"Semua orang tahu bahwa Hamas merupakan pergerakan yang memerangi pendudukan Zionis di tanah Palestina dan Hamas hanya memiliki agenda rakyat Palestina (saja),”GAZA -- Hubungan antara Arab Saudi dan organisasi pejuang Hamas, memasuki babak baru. Pada Minggu 10 Juli 2016, kelompok Hamas di Palestina mengutuk pernyataan dari salah satu pangeran di Arab Saudi yaitu Turki al-Faisal yang mengatakan, Hamas dan Kelompok Harakat al-Jihad al-Islami fi Filasthin telah menyebarkan kekacauan.
“Ini adalah sebuah bentuk kebohongan dan pernyataan tanpa dasar,” ujar Hamas melalui pernyataan yang dikutip dari Quds Press, sebagaimana dilansir dari Middle East Monitor, Senin (11/7/16).
Dilaporkan, kelompok Hamas menegaskan bahwa pergerakan yang selama ini mereka lakukan adalah demi memukul mundur okupasi Israel di wilayah Palestina.
“Semua orang tahu bahwa Hamas merupakan pergerakan yang memerangi pendudukan Zionis di tanah Palestina dan Hamas hanya memiliki agenda rakyat Palestina (saja),” papar Kelompok Hamas.
Dilaporkan, Hamas juga menuduh pernyataan dari Al-Faisal sebagai bentuk dalih yang memberikan alasan lebih kepada Israel untuk melancarkan agresi kepada rakyat Palestina.
Pangeran Arab Saudi Turki al-Faisal. (Foto: Istimewa) |
Tolak Perintah Saudi, Hamas Dilucuti
Kebencian Kerajaan Arab Saudi kepada para pejuang Hamas semakin menjadi-jadi ketika kelompok pembebasan Palestina tersebut menolak ajakan Arab Saudi untuk ikut ambil bagian menyerang Yaman, yang dianggap membangkang kepada dinasti Al-Saud.
Kemarahan Saudi semakin bertambah ketika melihat bahwa Hamas justru semakin dekat dengan Republik Islam Iran, yang merupakan rival abadi kerajaan Arab Saudi.
Menurut laporan Panorama Middle East, Muhammad bin Salman, Menteri Pertahanan dan pangeran mahkota Arab Saudi dalam pertemuan dengan Khaled Meshal, meminta pengerahan 700 pasukan dan pejuang Palestina yang mendapat latihan dengan taktik Hizbullah Lebanon, ke Arab Saudi agar mereka dapat dikirim untuk menghadapi militer dan komite rakyat Yaman.
Mereaksi tuntutan Muhammad bin Salman itu, Khaled Meshal mengatakan, “Jika 700 personil dari pasukan Hamas direlokasi dari Jalur Gaza menuju Arab Saudi, maka akan tercipta kekosongan keamanan dimana masalah ini menciptakan masalah politik.

Latihan Tertulis A -
Tulis ulang setiap baris dalam catatan data sebagai daftar JSON berisi string, satu string untuk tiap baris, dengan baris kosong dihilangkan.
Catatan data tidak ada hubungannya dengan kutipan bacaan.

[Entri data yang tersimpan]
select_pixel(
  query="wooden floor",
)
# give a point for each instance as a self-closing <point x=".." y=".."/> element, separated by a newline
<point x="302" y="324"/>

Latihan Tertulis B -
Sebutkan semua media berita yang dirujuk dalam kutipan bacaan tentang Hamas dan Arab Saudi.

Jawaban Tertulis A -
[
  "select_pixel(",
  "  query=\"wooden floor\",",
  ")",
  "# give a point for each instance as a self-closing <point x=\"..\" y=\"..\"/> element, separated by a newline",
  "<point x=\"302\" y=\"324\"/>"
]

Jawaban Tertulis B -
Quds Press, Middle East Monitor, Panorama Middle East